■ Task details ■
Every line of the listing below should be written out exactly.

■ Material for the task ■
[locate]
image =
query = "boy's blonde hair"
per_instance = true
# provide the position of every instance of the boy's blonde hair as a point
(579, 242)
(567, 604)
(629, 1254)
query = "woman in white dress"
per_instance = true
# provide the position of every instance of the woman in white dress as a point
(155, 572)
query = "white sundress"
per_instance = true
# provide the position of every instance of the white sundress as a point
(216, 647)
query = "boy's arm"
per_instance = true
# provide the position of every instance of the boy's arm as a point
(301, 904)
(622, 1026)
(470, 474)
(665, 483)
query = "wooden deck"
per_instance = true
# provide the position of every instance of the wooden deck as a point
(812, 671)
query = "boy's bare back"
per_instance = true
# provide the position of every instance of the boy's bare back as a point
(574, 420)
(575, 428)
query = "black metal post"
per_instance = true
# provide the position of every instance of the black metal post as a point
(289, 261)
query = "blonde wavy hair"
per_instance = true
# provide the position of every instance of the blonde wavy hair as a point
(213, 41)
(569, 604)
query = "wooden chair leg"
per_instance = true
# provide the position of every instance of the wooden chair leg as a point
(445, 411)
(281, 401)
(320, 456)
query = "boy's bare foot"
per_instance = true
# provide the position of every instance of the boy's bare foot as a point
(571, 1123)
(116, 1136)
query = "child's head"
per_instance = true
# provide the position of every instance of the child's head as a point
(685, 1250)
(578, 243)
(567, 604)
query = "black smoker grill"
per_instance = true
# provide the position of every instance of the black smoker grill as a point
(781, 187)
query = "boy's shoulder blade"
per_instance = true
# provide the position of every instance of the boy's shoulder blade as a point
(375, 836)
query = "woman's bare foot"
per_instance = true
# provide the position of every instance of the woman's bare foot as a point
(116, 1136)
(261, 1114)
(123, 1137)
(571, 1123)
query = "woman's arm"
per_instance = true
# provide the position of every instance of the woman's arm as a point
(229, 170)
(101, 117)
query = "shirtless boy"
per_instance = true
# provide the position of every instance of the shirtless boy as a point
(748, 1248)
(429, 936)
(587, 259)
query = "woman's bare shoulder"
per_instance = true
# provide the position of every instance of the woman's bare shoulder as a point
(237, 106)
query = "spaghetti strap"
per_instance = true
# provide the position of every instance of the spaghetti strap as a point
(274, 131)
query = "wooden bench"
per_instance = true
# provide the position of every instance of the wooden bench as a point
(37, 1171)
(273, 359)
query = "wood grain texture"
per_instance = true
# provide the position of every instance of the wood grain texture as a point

■ Written solution ■
[locate]
image =
query = "boy's blonde hair"
per_instance = true
# provide the position of every instance of the boy's blonde hair as a point
(579, 242)
(567, 604)
(629, 1254)
query = "woman in white dress"
per_instance = true
# provide the position of every instance of the woman in white dress as a point
(155, 572)
query = "white sundress"
per_instance = true
# provide the position of every instance of the white sundress as a point
(216, 647)
query = "boy's arm"
per_instance = true
# provide the position of every instance of the boy's arm as a point
(301, 904)
(622, 1026)
(470, 474)
(665, 483)
query = "wooden deck"
per_instance = true
# provide the position of every instance of the wooden deck as a point
(812, 671)
query = "boy's bare back"
per_instance = true
# provide the position of every instance of the boy's bare back as a point
(574, 420)
(575, 428)
query = "black metal post"
per_instance = true
# provide the position of every instance of the black metal post as a point
(289, 261)
query = "blonde wavy hair"
per_instance = true
# provide the position of every instance of the blonde wavy hair as a point
(213, 41)
(569, 604)
query = "wooden chair leg"
per_instance = true
# provide the position of every instance of the wooden chair leg as a point
(445, 411)
(281, 401)
(320, 456)
query = "boy's bare foot"
per_instance = true
# provide the position of every instance of the boy's bare foot as a point
(571, 1123)
(116, 1136)
query = "child's head"
per_instance = true
# provide the position of every instance of the child's head as a point
(685, 1250)
(578, 243)
(567, 604)
query = "black smoker grill"
per_instance = true
# provide the position of every instance of the black smoker grill as a point
(781, 187)
query = "boy's shoulder blade"
per_instance = true
# provide the position of every instance of the boy's shoulder blade as a point
(375, 836)
query = "woman's bare foot"
per_instance = true
# provide the position of every instance of the woman's bare foot as a point
(116, 1136)
(261, 1114)
(123, 1137)
(571, 1123)
query = "woman's arm"
per_instance = true
# provide the position of every instance of the woman's arm as a point
(229, 170)
(101, 117)
query = "shirtless boy"
per_instance = true
# provide the position of every instance of the shirtless boy as a point
(748, 1248)
(429, 936)
(587, 259)
query = "woman's bare shoulder"
per_instance = true
# provide the position of every instance of the woman's bare shoulder as a point
(237, 106)
query = "spaghetti strap"
per_instance = true
# provide the position of every instance of the spaghetti strap as a point
(274, 131)
query = "wooden bench"
per_instance = true
# provide the position of every instance of the wooden bench as a point
(37, 1171)
(273, 359)
query = "wood grain texture"
per_instance = true
# provide the position of every instance of the wood grain texture as a point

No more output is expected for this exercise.